Extrait choisi:
------------------------------
Défendre une littérature « du seul point de vue esthétique », frivole en diable, adepte du ludique, réclamant à la suite de Florence Dupont la « gratuité du geste » ou la « virtuosité technique », ce n’est pourtant pas se désintéresser du monde, mais le considérer selon des perspectives inédites et avec une attention renouvelée, sinon intensifiée. Car derrière l’humour que déploie Pierre Senges tout au long de ses dérives érudites, de ses digressions de lecture, s’affirme une qualité d’attention faisant de la littérature un lieu hospitalier à toute chose possible, et même aux choses impossibles : il n’a pas élu pour rien l’Arche de Noé comme un des emblèmes de son œuvre, prenant même la parole à la place du patriarche dans Zoophile contant fleurette.
------------------------------
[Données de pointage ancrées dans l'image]
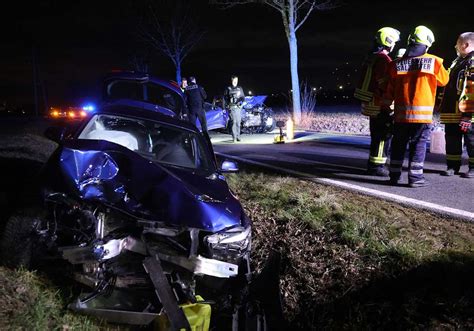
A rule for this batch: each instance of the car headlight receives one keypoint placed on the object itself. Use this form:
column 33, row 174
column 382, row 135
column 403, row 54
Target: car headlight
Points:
column 229, row 245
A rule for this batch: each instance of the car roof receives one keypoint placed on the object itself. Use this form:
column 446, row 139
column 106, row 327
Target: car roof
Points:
column 141, row 77
column 128, row 111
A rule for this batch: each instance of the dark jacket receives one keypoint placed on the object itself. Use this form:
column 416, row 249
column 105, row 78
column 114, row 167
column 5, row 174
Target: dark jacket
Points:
column 233, row 96
column 195, row 96
column 462, row 69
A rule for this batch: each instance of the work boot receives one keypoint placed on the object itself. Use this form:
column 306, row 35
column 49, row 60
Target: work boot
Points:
column 450, row 172
column 419, row 183
column 379, row 172
column 468, row 174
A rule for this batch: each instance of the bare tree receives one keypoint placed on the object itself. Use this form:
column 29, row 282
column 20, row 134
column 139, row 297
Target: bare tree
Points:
column 172, row 31
column 294, row 13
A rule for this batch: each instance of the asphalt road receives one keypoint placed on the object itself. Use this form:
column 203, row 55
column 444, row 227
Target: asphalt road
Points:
column 340, row 160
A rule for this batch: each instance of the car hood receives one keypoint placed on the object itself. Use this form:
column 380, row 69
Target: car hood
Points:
column 254, row 101
column 98, row 170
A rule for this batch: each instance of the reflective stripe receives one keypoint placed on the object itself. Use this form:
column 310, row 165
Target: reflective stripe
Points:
column 363, row 95
column 370, row 107
column 381, row 145
column 453, row 157
column 414, row 117
column 377, row 160
column 410, row 107
column 368, row 77
column 468, row 96
column 370, row 112
column 450, row 118
column 416, row 165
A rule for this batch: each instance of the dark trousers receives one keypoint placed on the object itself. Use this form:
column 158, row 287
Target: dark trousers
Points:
column 454, row 146
column 379, row 142
column 200, row 114
column 236, row 116
column 416, row 135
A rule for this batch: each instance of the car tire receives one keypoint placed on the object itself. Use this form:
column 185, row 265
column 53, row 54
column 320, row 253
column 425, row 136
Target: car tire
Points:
column 19, row 240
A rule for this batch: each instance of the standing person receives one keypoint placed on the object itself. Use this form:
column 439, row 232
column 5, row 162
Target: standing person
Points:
column 184, row 84
column 457, row 107
column 195, row 96
column 412, row 85
column 370, row 92
column 233, row 98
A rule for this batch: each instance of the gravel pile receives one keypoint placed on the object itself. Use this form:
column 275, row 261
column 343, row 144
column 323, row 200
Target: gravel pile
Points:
column 344, row 121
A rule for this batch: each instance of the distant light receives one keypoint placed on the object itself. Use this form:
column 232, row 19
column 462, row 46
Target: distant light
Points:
column 88, row 108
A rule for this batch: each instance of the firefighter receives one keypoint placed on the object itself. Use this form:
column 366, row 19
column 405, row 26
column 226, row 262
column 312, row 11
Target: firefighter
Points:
column 233, row 98
column 412, row 84
column 457, row 107
column 195, row 96
column 370, row 92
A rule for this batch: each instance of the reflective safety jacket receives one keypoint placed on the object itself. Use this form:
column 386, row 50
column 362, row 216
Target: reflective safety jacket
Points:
column 458, row 96
column 373, row 82
column 412, row 86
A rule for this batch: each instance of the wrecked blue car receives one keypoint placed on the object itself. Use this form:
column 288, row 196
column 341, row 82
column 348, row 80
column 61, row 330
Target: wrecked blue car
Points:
column 136, row 208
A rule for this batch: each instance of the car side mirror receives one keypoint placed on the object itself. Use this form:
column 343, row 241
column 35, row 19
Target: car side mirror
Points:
column 55, row 133
column 229, row 166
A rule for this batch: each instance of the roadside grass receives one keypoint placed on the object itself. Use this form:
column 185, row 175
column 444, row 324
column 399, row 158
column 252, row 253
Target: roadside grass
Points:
column 340, row 249
column 30, row 302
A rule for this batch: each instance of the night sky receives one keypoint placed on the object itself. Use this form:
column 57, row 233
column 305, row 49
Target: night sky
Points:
column 78, row 42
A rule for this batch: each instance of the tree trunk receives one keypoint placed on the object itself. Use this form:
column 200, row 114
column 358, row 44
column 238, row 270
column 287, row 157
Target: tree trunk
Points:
column 295, row 84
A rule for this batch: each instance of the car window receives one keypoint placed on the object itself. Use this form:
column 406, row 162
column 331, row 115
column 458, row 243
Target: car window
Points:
column 164, row 97
column 156, row 141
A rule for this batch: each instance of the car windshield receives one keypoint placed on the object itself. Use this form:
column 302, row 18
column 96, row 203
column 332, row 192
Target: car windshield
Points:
column 148, row 92
column 156, row 141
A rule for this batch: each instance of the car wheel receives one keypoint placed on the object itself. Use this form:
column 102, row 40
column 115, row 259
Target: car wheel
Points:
column 18, row 240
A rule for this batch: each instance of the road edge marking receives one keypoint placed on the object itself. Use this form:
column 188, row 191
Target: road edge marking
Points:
column 433, row 207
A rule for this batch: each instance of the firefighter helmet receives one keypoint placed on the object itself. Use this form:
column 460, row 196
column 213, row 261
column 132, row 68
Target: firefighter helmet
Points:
column 387, row 36
column 422, row 35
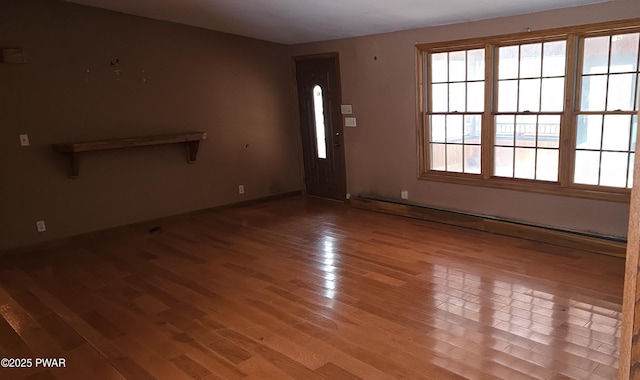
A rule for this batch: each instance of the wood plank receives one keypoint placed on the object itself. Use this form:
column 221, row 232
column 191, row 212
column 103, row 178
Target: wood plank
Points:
column 304, row 288
column 131, row 142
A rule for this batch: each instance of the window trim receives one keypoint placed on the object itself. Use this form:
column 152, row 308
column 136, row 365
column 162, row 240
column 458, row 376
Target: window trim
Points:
column 565, row 185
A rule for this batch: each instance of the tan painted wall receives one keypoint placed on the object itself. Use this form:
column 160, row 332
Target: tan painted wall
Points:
column 381, row 150
column 236, row 89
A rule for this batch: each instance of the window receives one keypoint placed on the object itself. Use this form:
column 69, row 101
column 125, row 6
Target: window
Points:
column 318, row 110
column 457, row 94
column 607, row 118
column 553, row 112
column 529, row 109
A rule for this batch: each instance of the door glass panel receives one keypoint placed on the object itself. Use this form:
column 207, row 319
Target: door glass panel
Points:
column 318, row 109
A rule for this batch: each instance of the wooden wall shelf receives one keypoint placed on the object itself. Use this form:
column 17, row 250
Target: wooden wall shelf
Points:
column 72, row 150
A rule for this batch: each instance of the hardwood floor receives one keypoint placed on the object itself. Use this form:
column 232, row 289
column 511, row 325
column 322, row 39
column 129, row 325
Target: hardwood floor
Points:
column 308, row 289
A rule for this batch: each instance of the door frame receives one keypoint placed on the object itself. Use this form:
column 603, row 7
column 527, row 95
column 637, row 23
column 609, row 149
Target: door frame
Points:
column 294, row 60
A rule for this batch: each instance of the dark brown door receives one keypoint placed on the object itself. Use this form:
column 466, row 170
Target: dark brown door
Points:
column 321, row 127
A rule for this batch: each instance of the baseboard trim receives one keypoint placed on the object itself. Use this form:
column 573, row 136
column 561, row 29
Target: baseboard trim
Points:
column 138, row 228
column 601, row 244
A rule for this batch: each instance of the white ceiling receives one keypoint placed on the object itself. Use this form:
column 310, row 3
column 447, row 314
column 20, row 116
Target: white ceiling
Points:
column 297, row 21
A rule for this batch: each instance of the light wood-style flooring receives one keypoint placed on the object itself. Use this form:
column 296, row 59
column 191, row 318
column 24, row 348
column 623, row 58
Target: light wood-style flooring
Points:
column 303, row 288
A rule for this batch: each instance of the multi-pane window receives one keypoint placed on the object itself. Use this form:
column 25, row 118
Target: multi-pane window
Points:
column 558, row 111
column 607, row 118
column 456, row 105
column 529, row 108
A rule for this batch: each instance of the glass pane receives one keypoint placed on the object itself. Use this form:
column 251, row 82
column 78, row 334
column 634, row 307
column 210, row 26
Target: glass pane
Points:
column 438, row 128
column 615, row 134
column 454, row 158
column 508, row 62
column 508, row 96
column 457, row 97
column 630, row 173
column 594, row 93
column 587, row 167
column 454, row 128
column 503, row 164
column 547, row 167
column 613, row 171
column 624, row 53
column 475, row 64
column 553, row 63
column 552, row 95
column 505, row 129
column 526, row 130
column 589, row 132
column 472, row 159
column 596, row 55
column 475, row 97
column 530, row 60
column 318, row 109
column 440, row 96
column 622, row 88
column 634, row 132
column 525, row 166
column 438, row 154
column 457, row 66
column 529, row 99
column 549, row 131
column 439, row 64
column 472, row 129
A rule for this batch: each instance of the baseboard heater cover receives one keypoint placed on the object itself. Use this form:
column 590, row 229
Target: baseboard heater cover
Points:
column 610, row 245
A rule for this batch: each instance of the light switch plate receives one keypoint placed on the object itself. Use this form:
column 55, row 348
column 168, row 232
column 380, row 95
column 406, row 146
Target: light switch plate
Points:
column 13, row 56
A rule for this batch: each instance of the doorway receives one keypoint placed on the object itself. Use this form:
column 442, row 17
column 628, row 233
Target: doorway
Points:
column 318, row 84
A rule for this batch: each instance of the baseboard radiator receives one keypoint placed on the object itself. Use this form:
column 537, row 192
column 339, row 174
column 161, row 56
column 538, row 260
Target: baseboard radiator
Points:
column 573, row 239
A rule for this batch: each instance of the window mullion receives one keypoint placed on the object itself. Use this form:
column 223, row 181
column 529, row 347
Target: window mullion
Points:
column 488, row 125
column 568, row 123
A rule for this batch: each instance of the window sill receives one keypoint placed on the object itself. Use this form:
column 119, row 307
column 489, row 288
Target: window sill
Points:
column 577, row 191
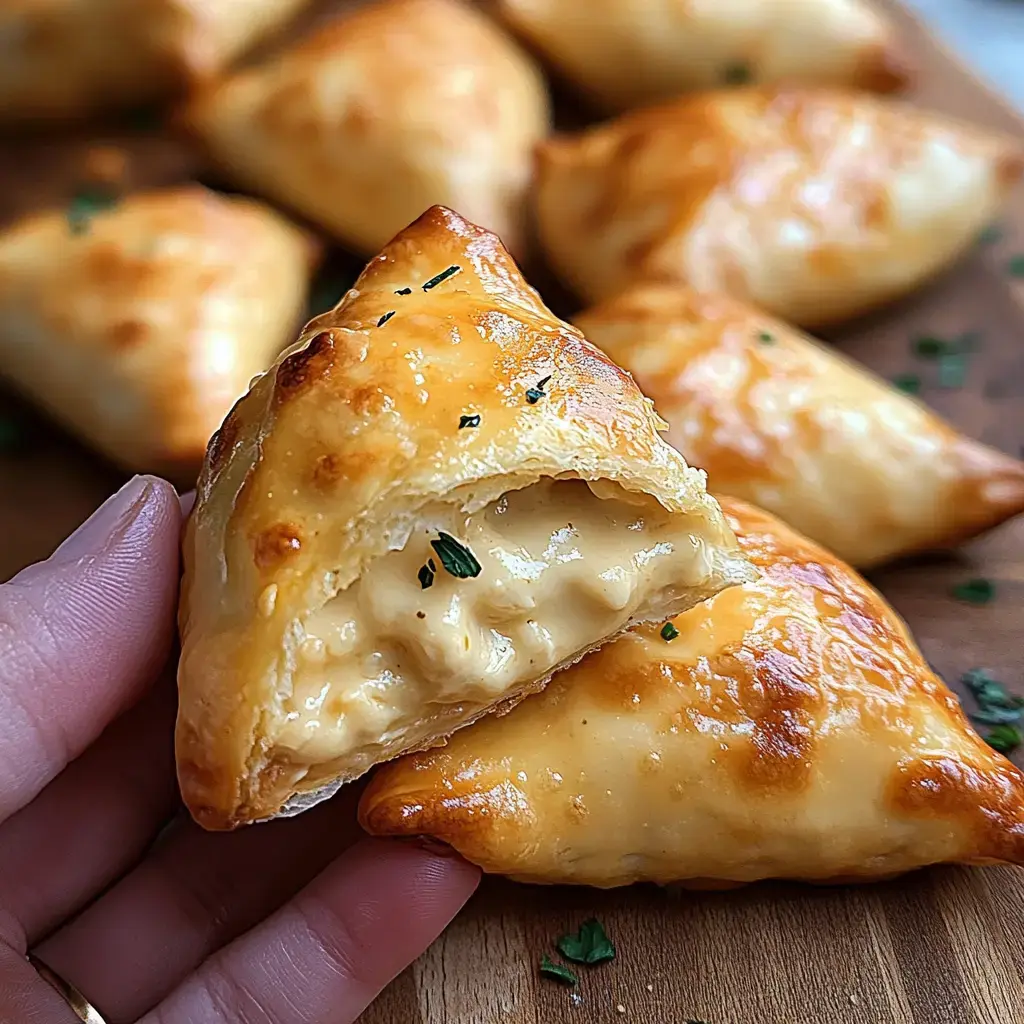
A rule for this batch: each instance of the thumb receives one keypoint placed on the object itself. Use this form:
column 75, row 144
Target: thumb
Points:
column 83, row 634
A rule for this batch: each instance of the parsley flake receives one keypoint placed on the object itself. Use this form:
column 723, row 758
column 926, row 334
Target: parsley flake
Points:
column 557, row 971
column 590, row 945
column 457, row 558
column 426, row 574
column 537, row 392
column 978, row 591
column 443, row 275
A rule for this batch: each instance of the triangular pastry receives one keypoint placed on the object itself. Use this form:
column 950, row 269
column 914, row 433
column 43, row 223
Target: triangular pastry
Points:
column 814, row 205
column 787, row 728
column 382, row 113
column 138, row 324
column 439, row 496
column 777, row 419
column 626, row 54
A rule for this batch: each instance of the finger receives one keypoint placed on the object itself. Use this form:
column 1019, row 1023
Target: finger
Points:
column 195, row 893
column 93, row 821
column 326, row 954
column 83, row 634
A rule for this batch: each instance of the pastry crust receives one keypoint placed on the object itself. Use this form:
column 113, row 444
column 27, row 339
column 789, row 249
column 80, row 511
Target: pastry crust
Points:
column 777, row 419
column 138, row 327
column 320, row 477
column 71, row 58
column 381, row 114
column 625, row 55
column 814, row 205
column 791, row 730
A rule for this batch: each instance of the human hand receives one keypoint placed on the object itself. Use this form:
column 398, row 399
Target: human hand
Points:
column 266, row 925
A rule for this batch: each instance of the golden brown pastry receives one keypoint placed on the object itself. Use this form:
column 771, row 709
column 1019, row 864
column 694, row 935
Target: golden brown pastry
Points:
column 69, row 58
column 787, row 728
column 814, row 205
column 138, row 325
column 439, row 496
column 777, row 419
column 385, row 112
column 627, row 54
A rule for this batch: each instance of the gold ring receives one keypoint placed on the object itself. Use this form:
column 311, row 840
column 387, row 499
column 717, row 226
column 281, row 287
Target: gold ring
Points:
column 83, row 1009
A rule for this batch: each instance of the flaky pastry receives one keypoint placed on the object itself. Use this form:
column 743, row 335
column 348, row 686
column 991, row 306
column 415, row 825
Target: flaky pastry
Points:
column 439, row 496
column 777, row 419
column 137, row 325
column 815, row 205
column 787, row 728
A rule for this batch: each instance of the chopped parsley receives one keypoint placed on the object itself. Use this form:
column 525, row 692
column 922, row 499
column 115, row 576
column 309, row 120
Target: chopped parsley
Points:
column 443, row 275
column 426, row 574
column 537, row 392
column 590, row 945
column 85, row 205
column 978, row 591
column 557, row 971
column 457, row 558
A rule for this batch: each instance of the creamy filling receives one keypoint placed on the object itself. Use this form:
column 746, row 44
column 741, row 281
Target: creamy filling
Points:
column 562, row 564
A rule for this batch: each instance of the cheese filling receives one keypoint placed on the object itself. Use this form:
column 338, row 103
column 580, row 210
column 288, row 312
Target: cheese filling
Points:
column 561, row 566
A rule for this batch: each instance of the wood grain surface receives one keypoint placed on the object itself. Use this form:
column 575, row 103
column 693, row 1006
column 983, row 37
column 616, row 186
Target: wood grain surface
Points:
column 943, row 946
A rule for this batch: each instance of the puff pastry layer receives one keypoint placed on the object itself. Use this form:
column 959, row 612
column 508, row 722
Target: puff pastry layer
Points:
column 69, row 58
column 815, row 205
column 440, row 495
column 777, row 419
column 627, row 54
column 383, row 113
column 138, row 326
column 791, row 730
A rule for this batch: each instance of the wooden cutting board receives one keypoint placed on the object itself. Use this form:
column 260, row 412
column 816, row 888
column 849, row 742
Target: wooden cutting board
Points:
column 943, row 946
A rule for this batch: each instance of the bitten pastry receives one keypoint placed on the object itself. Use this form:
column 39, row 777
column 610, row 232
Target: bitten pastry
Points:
column 787, row 728
column 626, row 54
column 72, row 58
column 777, row 419
column 438, row 497
column 138, row 325
column 383, row 113
column 815, row 205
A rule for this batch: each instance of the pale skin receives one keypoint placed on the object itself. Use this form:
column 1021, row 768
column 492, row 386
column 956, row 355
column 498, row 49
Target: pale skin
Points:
column 297, row 922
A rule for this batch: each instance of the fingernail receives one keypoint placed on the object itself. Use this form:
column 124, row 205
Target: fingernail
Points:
column 112, row 516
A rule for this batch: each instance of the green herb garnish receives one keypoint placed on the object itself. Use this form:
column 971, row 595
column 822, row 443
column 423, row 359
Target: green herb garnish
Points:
column 978, row 591
column 443, row 275
column 457, row 558
column 907, row 383
column 537, row 392
column 557, row 971
column 85, row 205
column 1005, row 738
column 589, row 945
column 426, row 574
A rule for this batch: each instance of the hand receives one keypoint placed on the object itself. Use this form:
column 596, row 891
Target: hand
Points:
column 294, row 922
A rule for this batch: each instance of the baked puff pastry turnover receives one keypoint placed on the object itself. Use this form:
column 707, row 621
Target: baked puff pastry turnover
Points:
------------------------------
Votre tâche:
Recopiez intégralement l'extrait choisi, s'il vous plaît, sans y changer quoi que ce soit. Les lignes forment un matériau à part, indépendant de l'extrait.

Résultat attendu:
Défendre une littérature « du seul point de vue esthétique », frivole en diable, adepte du ludique, réclamant à la suite de Florence Dupont la « gratuité du geste » ou la « virtuosité technique », ce n’est pourtant pas se désintéresser du monde, mais le considérer selon des perspectives inédites et avec une attention renouvelée, sinon intensifiée. Car derrière l’humour que déploie Pierre Senges tout au long de ses dérives érudites, de ses digressions de lecture, s’affirme une qualité d’attention faisant de la littérature un lieu hospitalier à toute chose possible, et même aux choses impossibles : il n’a pas élu pour rien l’Arche de Noé comme un des emblèmes de son œuvre, prenant même la parole à la place du patriarche dans Zoophile contant fleurette.